> **AIM**
Copy the passage from the blog post below word for word, starting at "Surfing. Good. Warm" and ending at "the job done.".

> **SOURCE TEXT**
════════════════

Life’s full of goods and bads.

Surfing. Good. Warm beer. Bad

In-N-Out animal style fries. Really good.

Rush hour L train traffic. Really bad.

Modern digital computers might be binary, but the world isn’t. There’s a whole list of things that fall somewhere in the middle. They’re not really good, and not totally bad. They’re good enough.

  • Deli coffee - its no Blue Bottle, but it gets the job done.

  • Dollar slice pizza - It will never approach Prince Street’s level, but at 4am who cares?

  • pseudorandomness - …

Each of the above examples is a worthy candidate for today’s post, but this is a programming blog and you bet we’ll be talking about programming. Let’s look at pseudorandomness and use it to prove why sometimes in software good enough can be, well…good enough.

What would we do without Google? (read: StackOverflow). A quick search and 200ms later Merriam-Webster dictionary is breaking this fancy word down for us:

pseudo - “being apparently rather than actually as stated” synonym: sham

random - “without definite aim, direction, rule, or method”

Pseudorandomness is when something seems like it was generated without any rhyme or reason, when it actually did follow a series of rules. Not truly random, but random enough.

════════════════

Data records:
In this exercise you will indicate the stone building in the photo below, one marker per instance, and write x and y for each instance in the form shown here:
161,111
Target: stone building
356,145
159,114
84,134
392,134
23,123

════════════════

> **TASK SOLUTION**
Surfing. Good. Warm beer. Bad

In-N-Out animal style fries. Really good.

Rush hour L train traffic. Really bad.

Modern digital computers might be binary, but the world isn’t. There’s a whole list of things that fall somewhere in the middle. They’re not really good, and not totally bad. They’re good enough.

  • Deli coffee - its no Blue Bottle, but it gets the job done.